Aufgabenstellung 1 —
Übersetze diesen Satz aus dem Lesetext ins Englische: „Sun Ra Plays Gershwin ist ein Jazz-Kompilationsalbum von Sun Ra mit Kompositionen von George Gershwin.“
Aufgabenstellung 2 —
Schreibe den Abschnitt des Lesetextes von „Titel (Anzahl)“ bis „mit Sun Ra (6)“ unverändert ab.

Lesetext —
##########

Label(s) Enterplanetary Koncepts

Format(e)

LP, CD, Download

Genre(s)

Jazz

Titel (Anzahl)

10

Besetzung
  • Sun Ra & His Arkestra (1, 2, 7)
  • The Nu Sounds mit Sun Ra (3, 9)
  • Sun Ra & His Myth Science Arkestra (4, 10)
  • The Cosmic Rays mit Sun Ra (6)
  • Sun Ra Trio mit Hattie Randolph (8)
Chronologie
Exotica
(2017)
Sun Ra Plays Gershwin Sun Embassy
(2018)

Sun Ra Plays Gershwin ist ein Jazz-Kompilationsalbum von Sun Ra mit Kompositionen von George Gershwin. Die von 1955 bis 1987 in verschiedenen Besetzungen entstandenen Aufnahmen erschienen am 16. Januar 2018 auf dem Label Enterplanetary Koncepts.

##########

Gegebene Daten —
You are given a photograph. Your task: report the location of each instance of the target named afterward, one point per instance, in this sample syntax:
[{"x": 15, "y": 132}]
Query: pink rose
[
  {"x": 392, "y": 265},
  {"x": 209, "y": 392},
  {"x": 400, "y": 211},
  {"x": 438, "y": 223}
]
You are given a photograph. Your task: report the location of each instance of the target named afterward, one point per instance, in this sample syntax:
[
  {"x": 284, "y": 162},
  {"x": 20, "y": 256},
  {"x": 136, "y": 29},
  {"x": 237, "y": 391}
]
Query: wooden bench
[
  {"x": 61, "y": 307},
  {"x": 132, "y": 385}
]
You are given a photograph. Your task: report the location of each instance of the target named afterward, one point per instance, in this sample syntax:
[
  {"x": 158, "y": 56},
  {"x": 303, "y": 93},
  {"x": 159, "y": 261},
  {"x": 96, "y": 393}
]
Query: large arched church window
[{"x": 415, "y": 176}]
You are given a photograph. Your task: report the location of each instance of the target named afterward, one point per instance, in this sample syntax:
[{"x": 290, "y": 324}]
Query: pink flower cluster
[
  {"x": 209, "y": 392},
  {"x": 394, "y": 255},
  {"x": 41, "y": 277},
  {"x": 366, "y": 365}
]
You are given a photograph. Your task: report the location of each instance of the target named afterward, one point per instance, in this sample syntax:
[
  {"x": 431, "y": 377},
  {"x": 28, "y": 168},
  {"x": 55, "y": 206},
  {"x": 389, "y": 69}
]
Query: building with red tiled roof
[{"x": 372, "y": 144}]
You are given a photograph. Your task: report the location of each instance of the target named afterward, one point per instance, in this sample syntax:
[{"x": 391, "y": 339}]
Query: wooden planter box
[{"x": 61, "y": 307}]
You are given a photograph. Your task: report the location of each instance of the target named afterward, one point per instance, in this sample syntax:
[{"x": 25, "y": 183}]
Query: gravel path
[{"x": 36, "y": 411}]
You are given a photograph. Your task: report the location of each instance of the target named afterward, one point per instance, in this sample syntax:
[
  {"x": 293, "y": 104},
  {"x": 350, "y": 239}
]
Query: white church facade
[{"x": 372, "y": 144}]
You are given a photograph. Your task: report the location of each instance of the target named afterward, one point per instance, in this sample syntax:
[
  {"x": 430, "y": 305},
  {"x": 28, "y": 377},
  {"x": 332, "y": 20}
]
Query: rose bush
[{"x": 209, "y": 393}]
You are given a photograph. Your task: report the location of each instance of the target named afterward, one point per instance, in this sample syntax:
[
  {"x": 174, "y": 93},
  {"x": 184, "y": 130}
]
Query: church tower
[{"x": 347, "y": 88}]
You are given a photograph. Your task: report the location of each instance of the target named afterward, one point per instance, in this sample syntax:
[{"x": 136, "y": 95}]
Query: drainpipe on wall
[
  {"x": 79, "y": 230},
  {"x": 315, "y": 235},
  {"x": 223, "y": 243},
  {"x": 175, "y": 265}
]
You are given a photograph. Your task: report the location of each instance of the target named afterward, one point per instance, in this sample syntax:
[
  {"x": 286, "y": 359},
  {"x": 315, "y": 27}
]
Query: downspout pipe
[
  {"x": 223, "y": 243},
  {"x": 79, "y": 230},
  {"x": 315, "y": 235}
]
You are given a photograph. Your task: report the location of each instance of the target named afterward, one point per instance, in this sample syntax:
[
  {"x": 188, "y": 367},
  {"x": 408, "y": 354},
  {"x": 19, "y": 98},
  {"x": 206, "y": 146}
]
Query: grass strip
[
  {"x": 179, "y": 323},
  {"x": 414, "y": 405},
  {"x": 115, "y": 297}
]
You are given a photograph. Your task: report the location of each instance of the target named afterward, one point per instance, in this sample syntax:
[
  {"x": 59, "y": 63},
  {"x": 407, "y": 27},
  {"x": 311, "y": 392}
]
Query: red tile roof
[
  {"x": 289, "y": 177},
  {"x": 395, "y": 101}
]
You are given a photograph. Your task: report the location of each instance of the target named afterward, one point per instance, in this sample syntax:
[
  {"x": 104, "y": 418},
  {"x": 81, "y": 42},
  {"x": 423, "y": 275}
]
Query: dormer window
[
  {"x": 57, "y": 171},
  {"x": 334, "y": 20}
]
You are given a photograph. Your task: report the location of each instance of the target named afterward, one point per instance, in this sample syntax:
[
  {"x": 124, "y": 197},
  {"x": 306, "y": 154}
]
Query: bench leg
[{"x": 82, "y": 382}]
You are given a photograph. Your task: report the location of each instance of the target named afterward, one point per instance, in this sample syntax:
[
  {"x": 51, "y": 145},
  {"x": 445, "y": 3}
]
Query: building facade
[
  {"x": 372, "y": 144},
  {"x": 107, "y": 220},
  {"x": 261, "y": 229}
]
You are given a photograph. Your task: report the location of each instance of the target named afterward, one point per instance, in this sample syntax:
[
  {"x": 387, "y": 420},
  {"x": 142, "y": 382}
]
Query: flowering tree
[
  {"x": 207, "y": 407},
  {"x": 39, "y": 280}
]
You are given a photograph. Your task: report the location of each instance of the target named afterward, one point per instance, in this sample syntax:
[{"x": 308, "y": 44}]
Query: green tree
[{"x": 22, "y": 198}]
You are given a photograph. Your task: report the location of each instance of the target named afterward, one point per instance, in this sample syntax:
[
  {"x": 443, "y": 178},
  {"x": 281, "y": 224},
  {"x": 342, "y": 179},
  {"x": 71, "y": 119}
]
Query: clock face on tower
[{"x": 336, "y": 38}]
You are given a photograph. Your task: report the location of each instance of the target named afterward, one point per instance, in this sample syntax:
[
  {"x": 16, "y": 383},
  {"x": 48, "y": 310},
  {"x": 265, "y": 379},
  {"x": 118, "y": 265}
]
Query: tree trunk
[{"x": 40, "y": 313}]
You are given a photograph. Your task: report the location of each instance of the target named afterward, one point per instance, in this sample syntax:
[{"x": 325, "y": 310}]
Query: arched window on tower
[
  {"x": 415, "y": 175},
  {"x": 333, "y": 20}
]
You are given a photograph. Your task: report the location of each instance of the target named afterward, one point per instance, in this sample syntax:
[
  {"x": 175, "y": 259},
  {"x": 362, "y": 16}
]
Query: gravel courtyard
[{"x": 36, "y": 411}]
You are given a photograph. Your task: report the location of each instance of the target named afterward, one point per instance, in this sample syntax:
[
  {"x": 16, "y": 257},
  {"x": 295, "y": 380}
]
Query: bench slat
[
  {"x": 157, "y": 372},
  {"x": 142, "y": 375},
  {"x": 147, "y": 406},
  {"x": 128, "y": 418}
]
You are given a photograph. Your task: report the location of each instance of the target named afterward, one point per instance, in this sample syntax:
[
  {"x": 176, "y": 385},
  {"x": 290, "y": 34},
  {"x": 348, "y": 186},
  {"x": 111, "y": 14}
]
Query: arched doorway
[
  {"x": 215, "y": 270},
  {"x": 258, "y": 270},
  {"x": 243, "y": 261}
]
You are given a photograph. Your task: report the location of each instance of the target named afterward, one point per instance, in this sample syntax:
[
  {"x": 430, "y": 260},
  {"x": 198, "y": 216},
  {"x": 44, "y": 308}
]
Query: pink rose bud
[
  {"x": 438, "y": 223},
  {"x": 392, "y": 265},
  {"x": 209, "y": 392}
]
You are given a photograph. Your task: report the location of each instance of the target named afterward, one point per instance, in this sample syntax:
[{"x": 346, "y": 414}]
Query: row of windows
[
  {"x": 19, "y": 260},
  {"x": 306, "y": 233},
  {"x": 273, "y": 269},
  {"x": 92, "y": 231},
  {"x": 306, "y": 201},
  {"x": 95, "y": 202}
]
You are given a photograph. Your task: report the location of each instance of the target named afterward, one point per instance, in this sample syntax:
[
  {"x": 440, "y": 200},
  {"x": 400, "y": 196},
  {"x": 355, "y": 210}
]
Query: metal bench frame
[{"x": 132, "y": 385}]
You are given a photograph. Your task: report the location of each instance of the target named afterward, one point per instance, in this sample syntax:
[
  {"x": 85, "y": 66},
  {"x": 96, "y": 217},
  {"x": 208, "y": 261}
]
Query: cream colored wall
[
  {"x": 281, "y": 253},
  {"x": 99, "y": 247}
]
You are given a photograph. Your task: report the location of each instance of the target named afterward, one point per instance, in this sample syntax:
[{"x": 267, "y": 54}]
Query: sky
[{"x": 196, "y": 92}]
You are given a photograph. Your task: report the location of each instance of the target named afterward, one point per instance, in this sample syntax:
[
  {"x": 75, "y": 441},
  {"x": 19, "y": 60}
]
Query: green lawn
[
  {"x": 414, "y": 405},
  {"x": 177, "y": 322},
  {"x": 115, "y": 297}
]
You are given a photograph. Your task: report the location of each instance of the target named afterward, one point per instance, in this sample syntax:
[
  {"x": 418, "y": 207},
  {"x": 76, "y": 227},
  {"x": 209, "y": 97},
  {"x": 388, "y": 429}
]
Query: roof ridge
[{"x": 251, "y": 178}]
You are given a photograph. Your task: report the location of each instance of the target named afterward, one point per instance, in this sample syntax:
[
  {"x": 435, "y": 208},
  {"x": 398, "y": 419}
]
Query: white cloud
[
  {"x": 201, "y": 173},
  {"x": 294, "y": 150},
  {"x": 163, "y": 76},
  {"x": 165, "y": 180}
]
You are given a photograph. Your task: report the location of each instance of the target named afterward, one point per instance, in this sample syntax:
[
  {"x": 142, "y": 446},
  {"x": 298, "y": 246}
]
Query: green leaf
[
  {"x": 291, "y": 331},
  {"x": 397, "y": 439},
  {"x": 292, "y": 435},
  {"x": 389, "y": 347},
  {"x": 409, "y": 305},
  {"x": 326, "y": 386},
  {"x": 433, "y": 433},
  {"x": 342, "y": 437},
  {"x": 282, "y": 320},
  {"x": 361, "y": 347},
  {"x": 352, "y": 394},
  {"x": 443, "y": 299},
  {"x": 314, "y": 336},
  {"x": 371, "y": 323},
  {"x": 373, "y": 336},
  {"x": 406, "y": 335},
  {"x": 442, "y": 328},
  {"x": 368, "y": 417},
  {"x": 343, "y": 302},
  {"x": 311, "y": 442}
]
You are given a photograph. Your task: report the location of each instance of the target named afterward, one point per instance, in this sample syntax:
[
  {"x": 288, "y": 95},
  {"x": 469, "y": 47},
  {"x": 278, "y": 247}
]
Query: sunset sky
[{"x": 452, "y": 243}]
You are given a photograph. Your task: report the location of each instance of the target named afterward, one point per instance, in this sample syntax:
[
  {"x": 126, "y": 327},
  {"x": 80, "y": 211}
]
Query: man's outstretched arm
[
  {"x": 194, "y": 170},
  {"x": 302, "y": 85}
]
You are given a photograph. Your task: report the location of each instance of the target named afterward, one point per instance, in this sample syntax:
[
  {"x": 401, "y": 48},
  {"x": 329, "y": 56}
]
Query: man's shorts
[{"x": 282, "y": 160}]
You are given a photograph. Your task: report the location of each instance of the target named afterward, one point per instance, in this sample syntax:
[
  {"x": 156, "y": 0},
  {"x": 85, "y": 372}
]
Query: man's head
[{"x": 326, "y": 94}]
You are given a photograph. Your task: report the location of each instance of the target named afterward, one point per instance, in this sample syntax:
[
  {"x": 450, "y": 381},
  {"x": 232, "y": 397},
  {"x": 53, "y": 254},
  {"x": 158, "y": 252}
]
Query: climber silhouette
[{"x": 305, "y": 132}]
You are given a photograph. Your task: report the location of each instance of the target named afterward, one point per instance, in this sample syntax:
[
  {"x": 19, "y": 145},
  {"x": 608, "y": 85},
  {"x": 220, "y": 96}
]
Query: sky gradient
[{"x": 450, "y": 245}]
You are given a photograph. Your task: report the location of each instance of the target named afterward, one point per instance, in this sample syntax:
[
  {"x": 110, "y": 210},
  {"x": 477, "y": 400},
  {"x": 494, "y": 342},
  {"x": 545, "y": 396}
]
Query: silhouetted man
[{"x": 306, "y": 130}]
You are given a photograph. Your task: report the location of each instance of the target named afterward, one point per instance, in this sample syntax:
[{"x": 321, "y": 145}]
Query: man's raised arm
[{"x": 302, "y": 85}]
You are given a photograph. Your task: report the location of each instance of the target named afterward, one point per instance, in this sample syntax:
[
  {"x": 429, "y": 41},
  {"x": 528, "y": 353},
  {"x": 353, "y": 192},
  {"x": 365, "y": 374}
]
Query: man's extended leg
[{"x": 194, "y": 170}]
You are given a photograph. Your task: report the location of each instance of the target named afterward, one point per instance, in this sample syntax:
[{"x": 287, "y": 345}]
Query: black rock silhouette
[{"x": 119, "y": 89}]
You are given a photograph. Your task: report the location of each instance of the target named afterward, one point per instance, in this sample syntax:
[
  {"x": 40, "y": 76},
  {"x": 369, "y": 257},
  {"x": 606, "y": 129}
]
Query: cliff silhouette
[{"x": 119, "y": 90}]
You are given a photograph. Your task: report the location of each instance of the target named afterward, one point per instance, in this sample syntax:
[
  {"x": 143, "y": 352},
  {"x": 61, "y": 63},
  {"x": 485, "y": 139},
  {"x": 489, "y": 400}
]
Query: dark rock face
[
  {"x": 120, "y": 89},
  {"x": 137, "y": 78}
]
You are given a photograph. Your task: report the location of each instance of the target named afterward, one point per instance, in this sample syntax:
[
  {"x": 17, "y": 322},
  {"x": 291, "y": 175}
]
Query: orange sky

##########

Lösung 1 —
Sun Ra Plays Gershwin is a jazz compilation album by Sun Ra featuring compositions by George Gershwin.

Lösung 2 —
Titel (Anzahl)

10

Besetzung
  • Sun Ra & His Arkestra (1, 2, 7)
  • The Nu Sounds mit Sun Ra (3, 9)
  • Sun Ra & His Myth Science Arkestra (4, 10)
  • The Cosmic Rays mit Sun Ra (6)